Items from a dataset:
=== Begin Enclosure ===
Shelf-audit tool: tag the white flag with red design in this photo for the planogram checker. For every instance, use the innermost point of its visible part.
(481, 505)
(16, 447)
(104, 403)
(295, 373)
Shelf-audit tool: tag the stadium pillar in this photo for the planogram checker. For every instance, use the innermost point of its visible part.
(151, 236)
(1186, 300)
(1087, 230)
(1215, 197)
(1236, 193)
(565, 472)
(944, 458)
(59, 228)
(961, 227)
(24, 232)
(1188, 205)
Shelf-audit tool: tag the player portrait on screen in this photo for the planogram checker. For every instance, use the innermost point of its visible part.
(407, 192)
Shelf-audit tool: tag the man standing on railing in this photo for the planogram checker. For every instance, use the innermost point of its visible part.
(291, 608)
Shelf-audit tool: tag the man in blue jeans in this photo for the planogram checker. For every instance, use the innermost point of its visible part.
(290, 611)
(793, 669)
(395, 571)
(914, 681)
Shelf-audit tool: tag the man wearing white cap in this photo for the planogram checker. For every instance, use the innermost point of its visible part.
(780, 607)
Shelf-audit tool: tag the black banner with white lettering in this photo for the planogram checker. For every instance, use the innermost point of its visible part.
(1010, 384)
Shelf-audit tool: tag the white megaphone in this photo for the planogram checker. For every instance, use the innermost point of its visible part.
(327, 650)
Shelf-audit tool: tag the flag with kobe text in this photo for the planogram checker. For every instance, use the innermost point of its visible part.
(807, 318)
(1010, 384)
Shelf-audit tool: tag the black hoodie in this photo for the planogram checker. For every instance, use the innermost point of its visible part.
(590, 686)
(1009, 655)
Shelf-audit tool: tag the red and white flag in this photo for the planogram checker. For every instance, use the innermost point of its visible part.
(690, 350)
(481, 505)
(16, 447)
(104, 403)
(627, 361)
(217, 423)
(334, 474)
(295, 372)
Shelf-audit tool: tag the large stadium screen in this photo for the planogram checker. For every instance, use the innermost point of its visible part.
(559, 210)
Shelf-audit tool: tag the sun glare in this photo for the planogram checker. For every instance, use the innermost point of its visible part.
=== End Enclosure ===
Problem requirements:
Output each entry exactly. Leave none out.

Task answer:
Shelf-audit tool: tag the white flag with red design in this photo for the planogram checker. For every instance, use the innermost point of its visible part.
(481, 505)
(16, 447)
(104, 403)
(295, 373)
Shelf-audit tool: tag the stadium pillar in this photo for the planogram checker. For every instance, use the innermost point of its visible part.
(151, 236)
(1186, 300)
(1087, 230)
(1215, 197)
(1236, 193)
(565, 472)
(944, 458)
(59, 228)
(961, 227)
(24, 232)
(1188, 205)
Shelf-audit tool: tag the player portrait on screen in this photo for the planogram checker. For every instance, use the innermost point of its visible part.
(407, 192)
Shelf-audit tool: tag the man standing on railing in this photo for the planogram checker. For every instance, use the innermost point of its visible part.
(291, 608)
Shelf-audit tool: tag the man in blue jeans in this photo for the planogram checker. For every instance, use the innermost point of its visible part.
(290, 611)
(793, 669)
(395, 571)
(914, 681)
Shelf-audit tool: tag the man wearing white cap in this photo for the planogram checker. For every instance, use the innermost point of its visible part.
(780, 607)
Shelf-audit tool: tag the black banner with white lettering in this photo for the planogram checker. For every instance, use the innermost point of its visible part.
(1010, 384)
Shelf-audit tool: tag the white megaphone in this photo for the planogram checker. For every instance, use the innermost point of its visible part.
(327, 650)
Shelf-audit tool: tag the flag with kobe text in this photo for the planogram checker. For every instance, use the innermost point of its visible part.
(807, 318)
(1010, 384)
Shelf-audit tool: tag the black hoodie in this photo for the planogram checker. For every instance, use the innermost point of its visible part.
(590, 686)
(1009, 655)
Shelf-audit tool: tag the red and white flag in this photo for the planogram checker. For every instance, use the innermost point of its visible part.
(690, 350)
(481, 505)
(16, 447)
(104, 403)
(627, 361)
(217, 423)
(334, 474)
(295, 372)
Shelf-audit tool: tag the large stadium screen in this photo for the planogram checker. For every instance, use the innermost point of its visible part.
(559, 210)
Shelf-audit tool: tag the sun glare in this photo for the planogram checker. For every instance, use the innermost point of its visible part.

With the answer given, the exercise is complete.